STATED PROBLEM:
Give the material, from its first line through the line containing "POLYGON ((124 61, 24", as a Markdown table with the columns "Row" and "Line". Number each non-blank line, and leave the pictures out.

INFORMATION SUPPLIED:
-.-.-
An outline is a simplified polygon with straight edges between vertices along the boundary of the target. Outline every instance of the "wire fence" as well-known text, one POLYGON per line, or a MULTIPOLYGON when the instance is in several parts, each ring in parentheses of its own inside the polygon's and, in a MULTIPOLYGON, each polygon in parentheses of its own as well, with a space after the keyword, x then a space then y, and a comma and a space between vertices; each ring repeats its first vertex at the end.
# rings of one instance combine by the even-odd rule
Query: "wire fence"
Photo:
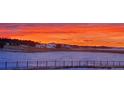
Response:
POLYGON ((124 61, 24 61, 0 62, 2 70, 42 70, 66 68, 124 68, 124 61))

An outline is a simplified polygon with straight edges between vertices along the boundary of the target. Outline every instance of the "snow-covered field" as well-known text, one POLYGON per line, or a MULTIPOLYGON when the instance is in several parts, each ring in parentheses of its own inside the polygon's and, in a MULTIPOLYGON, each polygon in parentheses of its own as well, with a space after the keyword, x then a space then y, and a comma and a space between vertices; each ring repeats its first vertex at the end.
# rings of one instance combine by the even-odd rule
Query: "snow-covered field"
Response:
MULTIPOLYGON (((37 65, 37 61, 48 61, 54 66, 55 61, 61 65, 61 62, 74 61, 122 61, 124 63, 124 54, 119 53, 99 53, 99 52, 41 52, 41 53, 23 53, 23 52, 5 52, 0 51, 0 69, 5 68, 4 62, 8 62, 8 67, 16 67, 19 62, 21 67, 26 67, 27 62, 32 66, 37 65), (52 63, 54 62, 54 63, 52 63)), ((42 65, 45 66, 45 63, 42 65)))
POLYGON ((91 61, 124 61, 124 54, 99 53, 99 52, 42 52, 22 53, 0 51, 0 62, 15 61, 70 61, 70 60, 91 60, 91 61))

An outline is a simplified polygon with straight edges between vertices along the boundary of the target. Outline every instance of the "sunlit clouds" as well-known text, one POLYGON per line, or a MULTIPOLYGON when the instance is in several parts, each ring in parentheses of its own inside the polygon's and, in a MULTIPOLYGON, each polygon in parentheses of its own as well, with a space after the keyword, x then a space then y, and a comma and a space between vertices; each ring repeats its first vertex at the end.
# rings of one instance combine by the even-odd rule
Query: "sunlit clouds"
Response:
POLYGON ((124 47, 124 24, 0 24, 0 37, 41 43, 124 47))

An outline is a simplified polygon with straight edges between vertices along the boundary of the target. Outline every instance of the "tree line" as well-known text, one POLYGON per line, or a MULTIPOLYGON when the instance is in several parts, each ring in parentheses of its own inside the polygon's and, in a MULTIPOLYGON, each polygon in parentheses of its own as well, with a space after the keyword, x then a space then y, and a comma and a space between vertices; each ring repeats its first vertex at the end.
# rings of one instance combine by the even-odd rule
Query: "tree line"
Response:
POLYGON ((19 39, 8 39, 8 38, 0 38, 0 48, 3 48, 5 45, 27 45, 34 47, 38 42, 30 41, 30 40, 19 40, 19 39))

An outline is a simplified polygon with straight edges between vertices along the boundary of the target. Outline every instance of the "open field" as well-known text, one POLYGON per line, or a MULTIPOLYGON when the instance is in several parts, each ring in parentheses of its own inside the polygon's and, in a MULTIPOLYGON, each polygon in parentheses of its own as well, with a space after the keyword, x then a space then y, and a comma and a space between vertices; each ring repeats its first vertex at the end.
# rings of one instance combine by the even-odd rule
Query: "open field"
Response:
POLYGON ((37 52, 102 52, 102 53, 120 53, 124 54, 124 48, 35 48, 35 47, 21 47, 21 46, 5 46, 3 51, 8 52, 25 52, 25 53, 37 53, 37 52))
POLYGON ((74 51, 40 53, 0 51, 0 69, 13 67, 22 69, 69 69, 70 67, 122 69, 124 68, 124 54, 74 51))

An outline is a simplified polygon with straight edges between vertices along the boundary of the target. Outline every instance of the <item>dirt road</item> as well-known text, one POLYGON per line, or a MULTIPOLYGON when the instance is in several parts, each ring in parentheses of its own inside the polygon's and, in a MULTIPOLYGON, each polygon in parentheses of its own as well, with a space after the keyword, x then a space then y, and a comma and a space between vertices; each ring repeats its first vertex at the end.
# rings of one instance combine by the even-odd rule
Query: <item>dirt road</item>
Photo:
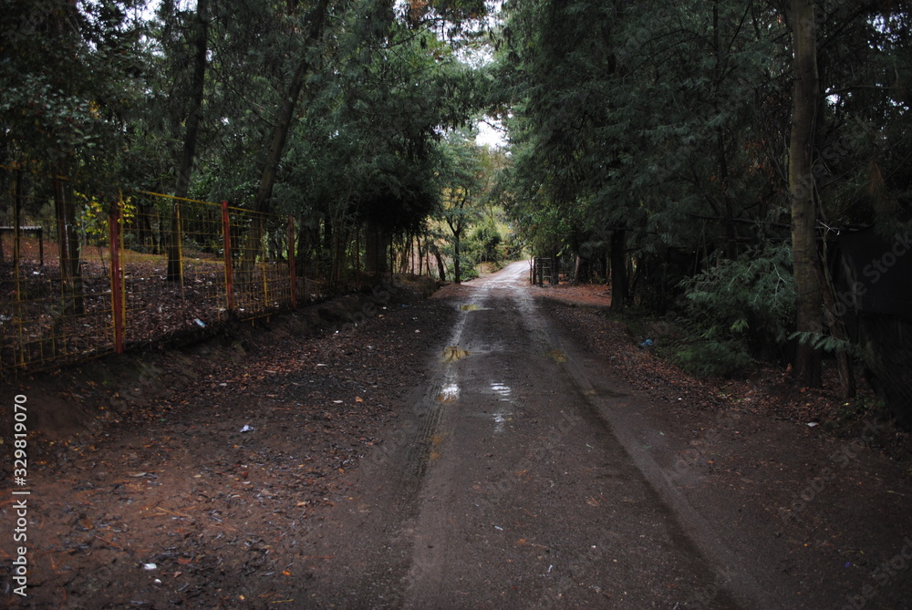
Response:
POLYGON ((335 558, 320 603, 779 605, 750 553, 722 543, 641 449, 626 385, 549 326, 527 272, 473 286, 429 351, 398 442, 359 470, 354 508, 309 553, 335 558))
POLYGON ((0 605, 910 607, 888 429, 838 440, 752 408, 760 385, 665 378, 527 273, 3 386, 30 495, 28 594, 10 534, 0 605))

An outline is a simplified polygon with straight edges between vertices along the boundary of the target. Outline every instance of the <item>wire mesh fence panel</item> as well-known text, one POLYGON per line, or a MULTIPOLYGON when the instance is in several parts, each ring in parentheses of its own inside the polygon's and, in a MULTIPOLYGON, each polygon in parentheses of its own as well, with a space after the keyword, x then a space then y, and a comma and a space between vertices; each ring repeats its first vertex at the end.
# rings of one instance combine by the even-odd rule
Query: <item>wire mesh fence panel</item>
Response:
POLYGON ((0 173, 0 368, 111 351, 110 253, 96 213, 102 204, 52 176, 0 173))
POLYGON ((195 332, 227 316, 221 207, 138 193, 121 206, 128 345, 195 332))
POLYGON ((3 371, 269 315, 304 295, 286 216, 150 192, 100 201, 2 167, 0 198, 3 371))
POLYGON ((289 264, 287 218, 238 208, 229 208, 226 213, 237 315, 259 317, 293 306, 297 286, 289 264))

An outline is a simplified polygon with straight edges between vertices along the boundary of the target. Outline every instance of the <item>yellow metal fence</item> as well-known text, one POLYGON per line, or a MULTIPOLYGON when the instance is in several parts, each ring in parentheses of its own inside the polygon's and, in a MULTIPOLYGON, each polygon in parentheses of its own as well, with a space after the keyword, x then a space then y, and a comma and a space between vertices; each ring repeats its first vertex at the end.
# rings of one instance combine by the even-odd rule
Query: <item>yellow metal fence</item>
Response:
POLYGON ((288 216, 152 192, 102 204, 70 188, 67 222, 57 201, 66 190, 47 183, 57 180, 4 182, 4 372, 167 341, 303 299, 288 216))

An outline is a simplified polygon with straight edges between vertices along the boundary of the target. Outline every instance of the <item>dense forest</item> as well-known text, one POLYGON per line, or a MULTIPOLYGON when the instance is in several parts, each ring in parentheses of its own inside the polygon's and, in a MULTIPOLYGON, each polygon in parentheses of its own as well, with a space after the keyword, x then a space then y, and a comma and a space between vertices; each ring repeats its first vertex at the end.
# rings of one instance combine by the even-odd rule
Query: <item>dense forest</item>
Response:
POLYGON ((0 174, 92 193, 48 194, 67 227, 131 189, 293 213, 327 277, 547 257, 694 372, 832 363, 912 411, 909 9, 5 0, 0 174))

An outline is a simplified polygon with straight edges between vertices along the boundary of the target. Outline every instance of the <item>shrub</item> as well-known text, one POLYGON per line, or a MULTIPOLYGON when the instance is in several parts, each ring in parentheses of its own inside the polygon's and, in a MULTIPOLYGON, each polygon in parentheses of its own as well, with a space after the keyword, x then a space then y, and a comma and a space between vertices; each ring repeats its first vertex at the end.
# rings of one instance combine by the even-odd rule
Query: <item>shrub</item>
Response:
POLYGON ((731 375, 789 338, 795 293, 785 243, 722 260, 679 285, 690 336, 677 359, 688 370, 731 375))

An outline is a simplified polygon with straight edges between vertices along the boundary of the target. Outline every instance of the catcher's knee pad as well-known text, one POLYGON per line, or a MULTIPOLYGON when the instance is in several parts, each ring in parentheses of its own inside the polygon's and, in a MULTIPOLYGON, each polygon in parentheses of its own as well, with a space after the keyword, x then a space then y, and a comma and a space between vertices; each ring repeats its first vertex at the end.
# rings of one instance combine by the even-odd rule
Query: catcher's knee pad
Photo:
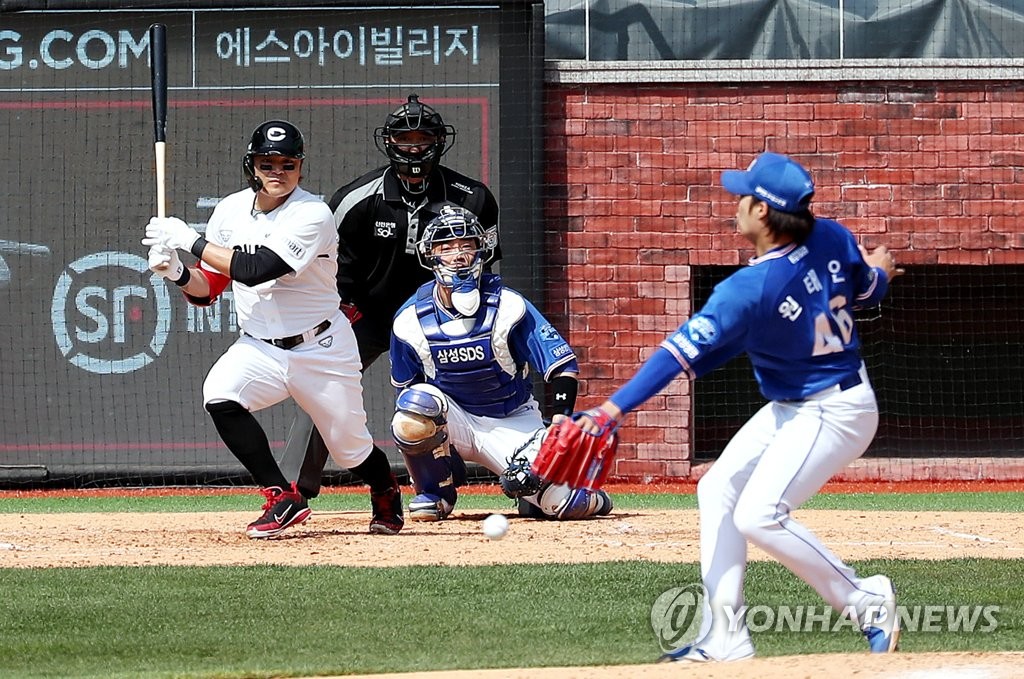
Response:
POLYGON ((447 396, 430 384, 414 384, 395 399, 391 435, 403 454, 429 453, 447 441, 447 396))
POLYGON ((445 442, 432 453, 410 455, 402 452, 406 468, 419 495, 437 496, 455 505, 458 486, 466 482, 466 463, 445 442))
POLYGON ((548 484, 526 500, 547 518, 558 521, 604 516, 611 511, 611 498, 604 491, 570 489, 563 483, 548 484))
POLYGON ((513 500, 536 494, 544 484, 544 479, 530 471, 530 464, 541 449, 547 429, 538 429, 529 440, 512 454, 508 467, 498 478, 502 493, 513 500))

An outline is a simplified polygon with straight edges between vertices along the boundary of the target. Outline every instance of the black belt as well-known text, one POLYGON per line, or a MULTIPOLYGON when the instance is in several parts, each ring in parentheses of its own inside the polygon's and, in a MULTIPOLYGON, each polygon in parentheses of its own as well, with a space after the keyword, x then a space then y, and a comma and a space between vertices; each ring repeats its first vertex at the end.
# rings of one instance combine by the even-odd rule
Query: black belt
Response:
POLYGON ((852 389, 853 387, 861 384, 863 380, 860 379, 860 373, 854 373, 853 375, 851 375, 850 377, 846 378, 845 380, 839 383, 839 390, 846 391, 847 389, 852 389))
MULTIPOLYGON (((272 339, 272 340, 263 339, 262 337, 256 337, 255 339, 266 342, 267 344, 273 344, 275 347, 280 349, 294 349, 298 345, 305 342, 306 339, 312 339, 318 335, 323 335, 324 332, 330 327, 331 327, 331 322, 325 321, 321 325, 310 330, 308 333, 302 333, 301 335, 292 335, 291 337, 280 337, 278 339, 272 339)), ((246 333, 246 335, 249 335, 249 333, 246 333)), ((252 335, 249 335, 249 337, 252 337, 252 335)))

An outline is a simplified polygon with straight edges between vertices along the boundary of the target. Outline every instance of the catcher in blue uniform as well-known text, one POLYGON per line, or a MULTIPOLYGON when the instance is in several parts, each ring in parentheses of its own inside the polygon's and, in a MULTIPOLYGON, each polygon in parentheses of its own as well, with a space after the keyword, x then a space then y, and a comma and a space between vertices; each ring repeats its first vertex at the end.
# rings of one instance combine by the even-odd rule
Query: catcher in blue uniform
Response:
POLYGON ((457 206, 444 206, 417 245, 434 281, 395 314, 390 348, 399 390, 391 430, 417 493, 410 518, 449 516, 467 461, 498 474, 520 514, 607 514, 611 499, 603 491, 554 485, 529 471, 546 428, 528 371, 552 385, 552 415, 567 415, 579 369, 554 326, 500 277, 483 272, 497 247, 497 229, 457 206))

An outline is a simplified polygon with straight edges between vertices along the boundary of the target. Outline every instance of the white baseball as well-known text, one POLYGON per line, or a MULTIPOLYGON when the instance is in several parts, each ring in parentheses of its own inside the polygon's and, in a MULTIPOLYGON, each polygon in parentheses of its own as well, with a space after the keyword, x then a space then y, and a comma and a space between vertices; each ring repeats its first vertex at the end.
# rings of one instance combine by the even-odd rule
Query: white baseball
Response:
POLYGON ((509 520, 505 514, 492 514, 483 519, 483 535, 492 540, 501 540, 509 532, 509 520))

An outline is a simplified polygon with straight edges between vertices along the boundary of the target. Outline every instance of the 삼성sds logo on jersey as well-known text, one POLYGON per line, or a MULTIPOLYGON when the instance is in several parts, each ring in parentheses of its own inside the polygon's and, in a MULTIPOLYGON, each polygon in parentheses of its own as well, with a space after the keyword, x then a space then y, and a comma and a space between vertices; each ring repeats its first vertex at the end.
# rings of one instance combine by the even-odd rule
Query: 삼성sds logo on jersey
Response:
POLYGON ((171 300, 161 277, 142 257, 97 252, 60 273, 50 303, 60 353, 90 373, 130 373, 163 351, 171 300))
POLYGON ((439 364, 461 364, 467 360, 483 360, 483 347, 457 346, 451 349, 438 349, 437 363, 439 364))

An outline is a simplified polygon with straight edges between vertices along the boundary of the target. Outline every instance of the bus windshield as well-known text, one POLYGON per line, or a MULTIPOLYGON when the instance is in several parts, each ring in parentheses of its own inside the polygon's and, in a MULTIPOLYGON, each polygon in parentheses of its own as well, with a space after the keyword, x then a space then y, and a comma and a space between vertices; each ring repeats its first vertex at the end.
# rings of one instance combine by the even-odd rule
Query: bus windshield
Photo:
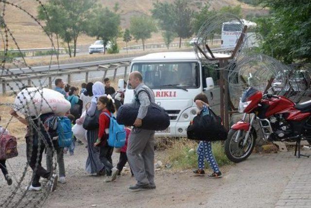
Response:
POLYGON ((200 86, 199 68, 197 62, 137 63, 132 72, 141 73, 150 89, 193 89, 200 86))
POLYGON ((223 28, 224 32, 240 32, 242 31, 241 25, 237 23, 224 23, 223 28))

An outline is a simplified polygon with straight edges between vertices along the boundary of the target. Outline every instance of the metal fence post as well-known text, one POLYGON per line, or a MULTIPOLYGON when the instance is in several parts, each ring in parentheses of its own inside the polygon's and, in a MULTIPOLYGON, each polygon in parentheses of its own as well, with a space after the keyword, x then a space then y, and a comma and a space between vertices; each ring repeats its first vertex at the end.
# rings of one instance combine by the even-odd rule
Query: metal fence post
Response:
POLYGON ((113 80, 116 80, 116 77, 117 77, 117 71, 118 71, 118 67, 115 69, 115 73, 113 74, 113 80))
POLYGON ((69 74, 67 82, 68 82, 68 84, 70 84, 70 83, 71 82, 71 75, 70 74, 69 74))
POLYGON ((127 74, 126 72, 127 71, 127 66, 126 66, 124 68, 124 79, 126 79, 126 74, 127 74))
POLYGON ((86 72, 86 82, 88 82, 88 72, 86 72))
POLYGON ((52 77, 49 76, 49 88, 52 89, 52 77))
POLYGON ((2 95, 6 95, 6 80, 5 79, 2 80, 2 95))
POLYGON ((106 75, 107 75, 107 70, 108 69, 104 70, 104 76, 103 76, 103 80, 102 80, 102 82, 104 82, 104 80, 106 78, 106 75))

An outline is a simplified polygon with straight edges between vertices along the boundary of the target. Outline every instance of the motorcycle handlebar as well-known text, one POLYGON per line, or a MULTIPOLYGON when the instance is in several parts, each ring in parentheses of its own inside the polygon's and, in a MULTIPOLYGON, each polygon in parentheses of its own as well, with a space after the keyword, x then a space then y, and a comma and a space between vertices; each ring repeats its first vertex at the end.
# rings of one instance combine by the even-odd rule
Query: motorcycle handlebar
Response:
POLYGON ((263 96, 263 97, 264 98, 272 98, 272 97, 274 98, 277 98, 277 99, 279 98, 279 97, 278 96, 275 95, 271 95, 271 94, 264 95, 263 96))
-.-.-
RESPONSE:
| Row | Line |
|---|---|
| 1 | An outline is a simplified polygon with straight edges between vertices along the boundary of the target. Outline every instance of the "wire fence" as well-known text, one POLYGON per line, or a MULTIPOLYGON when the instance is in several parts, each ring in parentheses of its own inside the polygon's and, in a MULTIPOLYGON, each polygon in parentheses of its own as well, with a space after the keyword, x then a space then y, and a comma and a space between vertices; each ring repeats its first vertex at the end. |
| 2 | # rings of one instance combine by the even-odd rule |
| 3 | Query: "wire fence" |
| 4 | Photo: |
| 5 | Response: |
| 6 | POLYGON ((124 61, 24 61, 0 62, 2 70, 42 70, 66 68, 124 68, 124 61)) |